SUPPLIED RECORDS:
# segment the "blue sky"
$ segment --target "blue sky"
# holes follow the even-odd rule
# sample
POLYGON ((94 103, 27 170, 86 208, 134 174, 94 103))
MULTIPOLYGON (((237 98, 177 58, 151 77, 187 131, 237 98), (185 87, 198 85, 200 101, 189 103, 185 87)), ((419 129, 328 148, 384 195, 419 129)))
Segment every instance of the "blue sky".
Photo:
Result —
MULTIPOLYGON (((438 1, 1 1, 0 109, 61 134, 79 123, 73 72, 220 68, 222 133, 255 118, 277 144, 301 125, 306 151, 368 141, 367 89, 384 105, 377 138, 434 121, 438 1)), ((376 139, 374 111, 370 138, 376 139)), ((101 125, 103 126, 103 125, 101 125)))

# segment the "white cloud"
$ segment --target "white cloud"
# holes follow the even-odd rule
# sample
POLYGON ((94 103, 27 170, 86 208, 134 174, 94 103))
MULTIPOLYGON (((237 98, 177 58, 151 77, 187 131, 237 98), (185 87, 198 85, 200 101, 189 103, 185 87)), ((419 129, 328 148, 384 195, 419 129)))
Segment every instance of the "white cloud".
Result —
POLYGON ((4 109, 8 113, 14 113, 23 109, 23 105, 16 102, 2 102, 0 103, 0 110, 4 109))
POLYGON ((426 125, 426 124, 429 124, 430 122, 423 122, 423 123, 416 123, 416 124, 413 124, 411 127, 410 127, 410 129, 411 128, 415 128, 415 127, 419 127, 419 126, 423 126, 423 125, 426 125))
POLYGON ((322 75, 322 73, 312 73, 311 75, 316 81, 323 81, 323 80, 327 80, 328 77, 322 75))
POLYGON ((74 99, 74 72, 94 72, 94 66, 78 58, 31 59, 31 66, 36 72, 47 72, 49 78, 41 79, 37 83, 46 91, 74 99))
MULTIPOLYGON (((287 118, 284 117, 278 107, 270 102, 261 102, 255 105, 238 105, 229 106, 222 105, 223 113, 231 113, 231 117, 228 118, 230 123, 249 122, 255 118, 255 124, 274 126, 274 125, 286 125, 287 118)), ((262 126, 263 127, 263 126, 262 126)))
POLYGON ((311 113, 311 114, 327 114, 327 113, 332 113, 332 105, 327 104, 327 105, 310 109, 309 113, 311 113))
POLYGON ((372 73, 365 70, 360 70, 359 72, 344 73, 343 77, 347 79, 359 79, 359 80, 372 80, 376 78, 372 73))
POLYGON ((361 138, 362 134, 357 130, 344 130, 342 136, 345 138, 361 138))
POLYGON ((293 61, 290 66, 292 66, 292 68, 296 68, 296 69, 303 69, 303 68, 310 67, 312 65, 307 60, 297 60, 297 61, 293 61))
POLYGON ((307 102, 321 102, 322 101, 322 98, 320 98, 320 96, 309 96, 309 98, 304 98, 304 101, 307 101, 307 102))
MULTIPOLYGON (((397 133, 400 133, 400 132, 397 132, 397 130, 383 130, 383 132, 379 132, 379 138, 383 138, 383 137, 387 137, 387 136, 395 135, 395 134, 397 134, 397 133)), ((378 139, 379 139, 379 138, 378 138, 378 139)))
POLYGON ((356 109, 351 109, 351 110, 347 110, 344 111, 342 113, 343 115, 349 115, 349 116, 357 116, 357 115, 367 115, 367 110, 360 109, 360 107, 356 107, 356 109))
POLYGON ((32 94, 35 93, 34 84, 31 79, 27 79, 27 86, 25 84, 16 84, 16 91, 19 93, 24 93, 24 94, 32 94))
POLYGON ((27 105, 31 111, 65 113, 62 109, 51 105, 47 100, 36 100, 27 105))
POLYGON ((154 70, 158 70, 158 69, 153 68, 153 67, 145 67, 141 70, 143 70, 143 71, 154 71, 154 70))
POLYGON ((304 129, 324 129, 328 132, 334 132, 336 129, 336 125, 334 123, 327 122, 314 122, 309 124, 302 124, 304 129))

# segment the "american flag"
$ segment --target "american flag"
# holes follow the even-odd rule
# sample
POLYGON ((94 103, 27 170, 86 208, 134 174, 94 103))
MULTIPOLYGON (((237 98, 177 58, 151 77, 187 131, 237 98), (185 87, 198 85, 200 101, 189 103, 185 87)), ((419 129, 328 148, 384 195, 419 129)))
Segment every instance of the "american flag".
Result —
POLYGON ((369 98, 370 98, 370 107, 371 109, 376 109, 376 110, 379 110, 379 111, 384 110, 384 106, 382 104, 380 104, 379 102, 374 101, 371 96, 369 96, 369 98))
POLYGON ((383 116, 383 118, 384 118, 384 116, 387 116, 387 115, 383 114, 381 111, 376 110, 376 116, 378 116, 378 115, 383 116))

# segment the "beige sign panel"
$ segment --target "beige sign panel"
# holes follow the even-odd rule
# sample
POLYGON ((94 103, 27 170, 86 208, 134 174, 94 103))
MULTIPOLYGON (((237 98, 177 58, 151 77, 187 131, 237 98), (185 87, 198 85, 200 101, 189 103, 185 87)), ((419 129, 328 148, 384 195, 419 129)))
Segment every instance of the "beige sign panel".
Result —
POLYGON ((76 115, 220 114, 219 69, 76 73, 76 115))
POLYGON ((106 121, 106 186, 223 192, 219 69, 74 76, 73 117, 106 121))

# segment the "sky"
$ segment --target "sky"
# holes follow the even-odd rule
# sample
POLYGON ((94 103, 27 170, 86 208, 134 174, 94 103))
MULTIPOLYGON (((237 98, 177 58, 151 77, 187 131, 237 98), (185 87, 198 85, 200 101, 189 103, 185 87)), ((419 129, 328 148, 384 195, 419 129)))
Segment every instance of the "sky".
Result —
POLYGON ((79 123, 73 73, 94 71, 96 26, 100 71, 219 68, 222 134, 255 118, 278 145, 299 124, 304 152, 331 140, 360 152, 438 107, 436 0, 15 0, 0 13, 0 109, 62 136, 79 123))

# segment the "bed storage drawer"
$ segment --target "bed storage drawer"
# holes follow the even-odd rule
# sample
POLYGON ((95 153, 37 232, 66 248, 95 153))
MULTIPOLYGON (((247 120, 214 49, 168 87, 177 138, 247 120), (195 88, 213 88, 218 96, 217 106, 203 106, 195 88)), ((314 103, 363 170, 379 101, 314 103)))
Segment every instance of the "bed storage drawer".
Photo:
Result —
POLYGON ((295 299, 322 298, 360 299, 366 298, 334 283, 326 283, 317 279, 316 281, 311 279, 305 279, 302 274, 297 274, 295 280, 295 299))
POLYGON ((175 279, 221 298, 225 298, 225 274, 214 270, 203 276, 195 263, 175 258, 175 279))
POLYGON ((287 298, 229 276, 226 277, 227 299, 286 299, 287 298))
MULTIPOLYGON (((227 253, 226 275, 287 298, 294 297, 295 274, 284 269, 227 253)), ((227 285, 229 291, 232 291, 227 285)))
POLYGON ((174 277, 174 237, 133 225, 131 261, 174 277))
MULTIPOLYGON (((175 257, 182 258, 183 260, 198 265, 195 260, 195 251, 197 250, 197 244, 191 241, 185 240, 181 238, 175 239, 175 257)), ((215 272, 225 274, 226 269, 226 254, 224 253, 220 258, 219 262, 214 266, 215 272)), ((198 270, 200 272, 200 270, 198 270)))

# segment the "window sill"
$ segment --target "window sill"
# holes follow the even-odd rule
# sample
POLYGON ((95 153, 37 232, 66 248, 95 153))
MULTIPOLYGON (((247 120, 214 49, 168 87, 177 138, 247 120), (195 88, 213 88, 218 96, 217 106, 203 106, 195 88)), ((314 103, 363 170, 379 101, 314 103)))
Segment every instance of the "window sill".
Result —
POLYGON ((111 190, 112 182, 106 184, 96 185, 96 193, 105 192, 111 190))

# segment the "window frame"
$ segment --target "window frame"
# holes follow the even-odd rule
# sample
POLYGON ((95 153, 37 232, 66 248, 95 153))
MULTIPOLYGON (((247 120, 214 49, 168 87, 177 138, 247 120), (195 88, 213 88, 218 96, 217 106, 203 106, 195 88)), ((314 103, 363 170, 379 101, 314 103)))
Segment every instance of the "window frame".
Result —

JOB:
Collect every line of the listing above that contains the word "sill", copying each one in full.

TASK RESULT:
# segment the "window sill"
$ segment --target "window sill"
Segment every instance of the "window sill".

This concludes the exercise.